[Extracted text]:
********************

Actually, I thought the thread had turned into a stimulating blend of honest advice and non-mean-spirited humor. I laughed at the Homeopathic Martini joke.
I’m 25, and I’m paying for every dime of my insurance and medical bills. So of course it doesn’t really matter what her opinion is. But my mom & I are pretty close, talking on the phone a couple of times a week, and I know she’s worried about my health. So, as long as she’s worried, she’s going to try to do something about it, and this is her way of doing something.
AskNott, how’d you know my martini recipe? Unfortunately, I can’t drink until this whole thing gets better, so maybe I’ll have to put a glass of icewater on a picture of a martini and drink that instead.
Well, you could tell her you followed her instructions To. The. Letter. but it made your skin turn blue and your fingernails fell out. Tell her your doctor is furious with you, and he made you sign an agreement not to try any more homeopathy.
How is it made, by the way?
Tell her that you’ve taken her advice and started sleeping with multiple women at once. When she acts shocked, say “Oooooh! You said homeopathic…”

********************

[Required work]:
A. In the homeopathy forum thread, how old is the poster who pays for their own insurance?
B. Say whether each statement agrees with the homeopathy forum thread, giving yes or no with the deciding words quoted from it: (i) The poster and their mom talk on the phone a couple of times a week. (ii) The poster's mother pays for the poster's insurance. (iii) The poster can drink a martini at present.
C. Carry on the homeopathy forum thread from where it stops.

[Source information]:
********************

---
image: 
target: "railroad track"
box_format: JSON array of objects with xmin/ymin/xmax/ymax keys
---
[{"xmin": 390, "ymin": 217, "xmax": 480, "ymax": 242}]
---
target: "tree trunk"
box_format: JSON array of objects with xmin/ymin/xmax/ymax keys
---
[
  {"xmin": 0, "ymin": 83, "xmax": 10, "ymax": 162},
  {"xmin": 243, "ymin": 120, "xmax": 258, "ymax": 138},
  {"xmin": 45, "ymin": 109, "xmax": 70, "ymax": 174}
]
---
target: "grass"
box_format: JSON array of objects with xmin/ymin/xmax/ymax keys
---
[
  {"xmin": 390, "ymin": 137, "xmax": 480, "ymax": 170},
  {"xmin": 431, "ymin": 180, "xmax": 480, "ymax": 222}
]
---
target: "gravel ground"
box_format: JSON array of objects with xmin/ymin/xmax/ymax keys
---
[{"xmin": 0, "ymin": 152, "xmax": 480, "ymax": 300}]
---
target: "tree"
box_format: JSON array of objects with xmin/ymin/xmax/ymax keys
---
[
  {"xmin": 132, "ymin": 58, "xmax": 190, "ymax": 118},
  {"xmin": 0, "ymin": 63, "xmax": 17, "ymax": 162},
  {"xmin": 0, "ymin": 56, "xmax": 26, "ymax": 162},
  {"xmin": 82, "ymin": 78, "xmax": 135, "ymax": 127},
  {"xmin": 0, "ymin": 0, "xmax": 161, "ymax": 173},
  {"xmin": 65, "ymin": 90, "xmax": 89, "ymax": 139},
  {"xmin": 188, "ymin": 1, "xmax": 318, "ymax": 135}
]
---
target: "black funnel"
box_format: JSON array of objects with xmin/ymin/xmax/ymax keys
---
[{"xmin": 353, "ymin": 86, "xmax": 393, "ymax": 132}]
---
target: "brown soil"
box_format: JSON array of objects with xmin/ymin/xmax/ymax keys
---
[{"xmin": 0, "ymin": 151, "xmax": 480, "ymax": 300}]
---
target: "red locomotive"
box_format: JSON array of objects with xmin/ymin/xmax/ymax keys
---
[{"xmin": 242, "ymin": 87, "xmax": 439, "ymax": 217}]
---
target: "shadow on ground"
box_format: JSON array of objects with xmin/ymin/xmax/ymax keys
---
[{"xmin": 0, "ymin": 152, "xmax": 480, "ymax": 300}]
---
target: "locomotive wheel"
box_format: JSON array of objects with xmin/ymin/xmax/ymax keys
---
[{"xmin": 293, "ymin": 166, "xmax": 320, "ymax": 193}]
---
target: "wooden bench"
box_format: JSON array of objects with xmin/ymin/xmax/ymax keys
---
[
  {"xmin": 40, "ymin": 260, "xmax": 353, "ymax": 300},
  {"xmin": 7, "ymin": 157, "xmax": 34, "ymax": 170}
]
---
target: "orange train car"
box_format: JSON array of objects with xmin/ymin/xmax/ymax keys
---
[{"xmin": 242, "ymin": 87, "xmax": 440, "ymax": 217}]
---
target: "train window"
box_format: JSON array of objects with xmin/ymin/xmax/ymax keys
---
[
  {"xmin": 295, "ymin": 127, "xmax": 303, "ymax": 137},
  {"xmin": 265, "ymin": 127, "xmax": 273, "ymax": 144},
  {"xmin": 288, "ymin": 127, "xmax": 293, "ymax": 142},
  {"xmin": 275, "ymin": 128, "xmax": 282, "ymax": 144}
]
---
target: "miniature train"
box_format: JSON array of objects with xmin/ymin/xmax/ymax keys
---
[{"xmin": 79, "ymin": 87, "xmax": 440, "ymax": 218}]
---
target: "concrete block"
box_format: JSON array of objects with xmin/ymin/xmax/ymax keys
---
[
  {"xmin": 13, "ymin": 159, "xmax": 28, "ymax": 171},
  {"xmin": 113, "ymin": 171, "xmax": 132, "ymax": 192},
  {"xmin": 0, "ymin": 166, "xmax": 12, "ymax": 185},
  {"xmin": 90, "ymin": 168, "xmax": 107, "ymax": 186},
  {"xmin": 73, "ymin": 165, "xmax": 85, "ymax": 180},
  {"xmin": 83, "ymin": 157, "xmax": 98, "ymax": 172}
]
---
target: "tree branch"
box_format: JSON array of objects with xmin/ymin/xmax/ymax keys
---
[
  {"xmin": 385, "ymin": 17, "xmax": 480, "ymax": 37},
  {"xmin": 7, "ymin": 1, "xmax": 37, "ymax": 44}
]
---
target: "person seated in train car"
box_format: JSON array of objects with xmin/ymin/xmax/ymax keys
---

********************

[Outputs in order]:
A. 25

B.
(i) Yes: "talking on the phone a couple of times a week"
(ii) No: "I’m paying for every dime of my insurance and medical bills"
(iii) No: "Unfortunately, I can’t drink until this whole thing gets better"

C.
Humor is OK, but only in extremely low concentrations.
This made my day. What would this place be without humor that norms might find inappropriate?
I really don’t even know what homeopathic remedies are indicated here; I don’t think my mom knows, either. I have a coworker who’s been convinced by a naturopath that she also has candida sensitivity, so I’m going by what she complains about. I believe I would have to give up bread, because, you know, there’s yeast in bread, or something, even if it’s dead and not the same kind of yeast to begin with. And stop eating all wheat, and sugar (including natural fruit sugars), and stop drinking, because yeast eats wheat and sugar. And take a bunch of expensive herbs. Which sounds completely looney.
I’m already off the booze and refined sugar, because that’s standard advice for when one is fighting a bladder infection, but I expect I can go back to eating m&ms and drinking scotch eventually. If I go with this “diagnosis”, that diet is for life.
I tried to go to a website I found by googling “candida”, but it crashed my browser. So right now this question is purely theoretical.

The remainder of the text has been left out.